§ **YOUR TASK**
The records should be written out in full, with nothing altered.

§ **LISTED ENTRIES**
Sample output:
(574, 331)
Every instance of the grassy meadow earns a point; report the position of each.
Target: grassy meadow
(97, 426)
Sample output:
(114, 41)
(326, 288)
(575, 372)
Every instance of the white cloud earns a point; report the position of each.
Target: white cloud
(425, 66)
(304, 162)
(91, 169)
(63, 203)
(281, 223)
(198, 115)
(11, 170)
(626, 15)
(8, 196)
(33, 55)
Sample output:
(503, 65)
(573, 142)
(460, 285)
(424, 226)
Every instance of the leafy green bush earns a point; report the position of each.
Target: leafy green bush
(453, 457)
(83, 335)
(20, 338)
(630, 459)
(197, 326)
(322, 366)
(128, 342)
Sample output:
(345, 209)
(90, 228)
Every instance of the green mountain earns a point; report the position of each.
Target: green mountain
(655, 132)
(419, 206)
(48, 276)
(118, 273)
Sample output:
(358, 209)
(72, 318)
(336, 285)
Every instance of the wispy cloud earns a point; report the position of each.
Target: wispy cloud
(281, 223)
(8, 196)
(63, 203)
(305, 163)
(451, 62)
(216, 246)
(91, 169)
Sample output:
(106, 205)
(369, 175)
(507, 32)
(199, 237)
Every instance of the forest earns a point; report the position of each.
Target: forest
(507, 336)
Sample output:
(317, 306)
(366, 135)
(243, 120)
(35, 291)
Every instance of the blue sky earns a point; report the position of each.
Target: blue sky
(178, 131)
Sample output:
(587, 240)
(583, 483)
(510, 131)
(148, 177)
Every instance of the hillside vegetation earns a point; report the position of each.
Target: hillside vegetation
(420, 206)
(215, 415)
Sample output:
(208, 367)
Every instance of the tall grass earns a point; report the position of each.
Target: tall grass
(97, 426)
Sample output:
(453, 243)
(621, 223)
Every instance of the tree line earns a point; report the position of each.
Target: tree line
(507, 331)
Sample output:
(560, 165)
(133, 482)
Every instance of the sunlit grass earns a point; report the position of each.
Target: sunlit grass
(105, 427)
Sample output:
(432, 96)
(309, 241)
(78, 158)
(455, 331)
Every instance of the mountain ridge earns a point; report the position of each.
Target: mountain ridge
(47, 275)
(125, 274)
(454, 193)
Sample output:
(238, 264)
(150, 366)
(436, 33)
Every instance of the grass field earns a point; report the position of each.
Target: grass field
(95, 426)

§ **RESPONSE**
Sample output:
(574, 331)
Every instance of the grassy meadow earns a point; report the position of each.
Target: grassy meadow
(97, 426)
Sample output:
(114, 41)
(326, 288)
(575, 372)
Every instance of the white cloud earns a point; report the position of each.
Target: white cloud
(425, 66)
(304, 162)
(91, 169)
(63, 203)
(281, 223)
(198, 115)
(11, 170)
(626, 15)
(8, 196)
(33, 55)
Sample output:
(503, 65)
(573, 142)
(460, 285)
(424, 226)
Every instance of the leafy green bush earns a point; report the position of each.
Target: leafy green bush
(453, 457)
(83, 335)
(20, 338)
(630, 459)
(197, 326)
(322, 366)
(128, 342)
Sample output:
(345, 209)
(90, 228)
Every instance of the green mountain earns a point; report the position of each.
Target: green mountain
(655, 132)
(419, 206)
(48, 276)
(118, 273)
Sample output:
(358, 209)
(72, 318)
(336, 285)
Every instance of the wispy cloud earns a point; report the position of each.
Target: wispy cloud
(281, 223)
(8, 196)
(63, 203)
(305, 163)
(451, 62)
(216, 246)
(91, 169)
Sample output:
(106, 205)
(369, 175)
(507, 32)
(199, 237)
Every instance of the forest earns a point; report the position of each.
Target: forest
(507, 336)
Sample output:
(317, 306)
(366, 135)
(243, 120)
(35, 291)
Every instance of the blue sky earns a point; report the position of each.
Target: blue sky
(178, 131)
Sample output:
(587, 240)
(583, 483)
(510, 131)
(148, 177)
Every instance of the hillside vegetation earns a point; report the position of each.
Target: hillside vegetation
(420, 206)
(215, 415)
Sample output:
(208, 367)
Every instance of the tall grass earns a point; report the position of each.
Target: tall grass
(97, 426)
Sample output:
(453, 243)
(621, 223)
Every instance of the tree line earns a point; report the position of each.
Target: tree line
(507, 331)
Sample output:
(560, 165)
(133, 482)
Every instance of the sunlit grass earns a point; report the position of each.
Target: sunlit grass
(105, 427)
Sample output:
(432, 96)
(309, 241)
(78, 158)
(455, 331)
Every instance of the mountain ridge earns a point; report the position of each.
Target: mountain ridge
(47, 275)
(125, 274)
(454, 193)
Sample output:
(238, 264)
(150, 366)
(436, 33)
Every instance of the grass field earns a point; report the position of each.
Target: grass field
(95, 426)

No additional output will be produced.